Warum Chinesen westliche Fußballvereine kaufen
Dass chinesische Investoren verstärkt deutsche und europäische Industrieunternehmen übernehmen, ist keine aufregende Neuigkeit mehr. Warum sich der fernöstliche Kaufrausch aber auch auf die Unterhaltungs- und Urlaubsbranche oder sogar auf Fußballvereine ausdehnt, erscheint auf den ersten Blick nicht erklärbar.
In diesem Beitrag finden Sie Hintergrundinformationen. Und die lassen sicher nicht nur Fußballfans staunen.
„China kauft Deutschland!“
So schlimm, wie in dieser Zeitungsüberschrift suggeriert, ist es (noch) nicht. Aber immer, wenn namhafte deutsche Unternehmen von chinesischen Investoren aufgekauft werden, fragen sich viele nach den Gründen und vor allem Auswirkungen dieser Übernahmen. Putzmeister (Betonpumpen), Kuka (Robotik, Anlagen- oder Systemtechnik) oder Krauss Maffei gingen in chinesischen Besitz über. Als nächste Übernahmekandidaten gelten Aixtron (Spezialmaschinenbau in der Nähe von Aachen) oder Osram. Das sind nur einige Beispiele.
Nutzen für chinesische Investoren
All diese Technologieführer bringen den neuen Eigentümern zunächst einmal viel Know-how. Dieses konnten die deutschen Unternehmen übrigens auch mit Hilfe staatlich bezuschusster Forschung aufbauen. Sie bieten hochqualifizierte Mitarbeiter und im Vertrieb den europäischen Marktzugang. Neben diesen bekannten Namen gibt es viele Übernahmen von kleinen und mittelständischen Firmen, die völlig unbeachtet von der Öffentlichkeit über die Bühne gehen.
Unterhaltung, Urlaub, Banken
Der chinesischen Beteiligungsgesellschaft Fosun gehört seit August 2016 nicht nur das traditionsreiche Bankhaus Hauck & Aufhäuser. Auch der Club Mediterranée, die Reisefirma Thomas Cook oder das Modeunternehmen Tom Tailor (30 Prozent Anteile) gehören in ihr Portfolio. Fosun-Chef Guo Guangchang ist einer der reichsten Männer der Welt. Laut Forbes hat er ein Vermögen von rund 6,9 Milliarden Dollar.

[Anforderungen]
**A.** Seit wann gehört das Bankhaus Hauck & Aufhäuser laut der Quelle der Beteiligungsgesellschaft Fosun?
**B.** Gib den Abschnitt der Quelle wieder, der mit den Worten „Unterhaltung, Urlaub, Banken“ beginnt und nach „6,9 Milliarden Dollar.“ endet. Ersetze darin „Modeunternehmen“ durch „Textilunternehmen“.

[Bereitgestelltes Material]
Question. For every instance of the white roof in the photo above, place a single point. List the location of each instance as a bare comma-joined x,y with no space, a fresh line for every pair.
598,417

[Lösungen je Aufgabe]
**A.** Seit August 2016.

**B.**
Unterhaltung, Urlaub, Banken
Der chinesischen Beteiligungsgesellschaft Fosun gehört seit August 2016 nicht nur das traditionsreiche Bankhaus Hauck & Aufhäuser. Auch der Club Mediterranée, die Reisefirma Thomas Cook oder das Textilunternehmen Tom Tailor (30 Prozent Anteile) gehören in ihr Portfolio. Fosun-Chef Guo Guangchang ist einer der reichsten Männer der Welt. Laut Forbes hat er ein Vermögen von rund 6,9 Milliarden Dollar.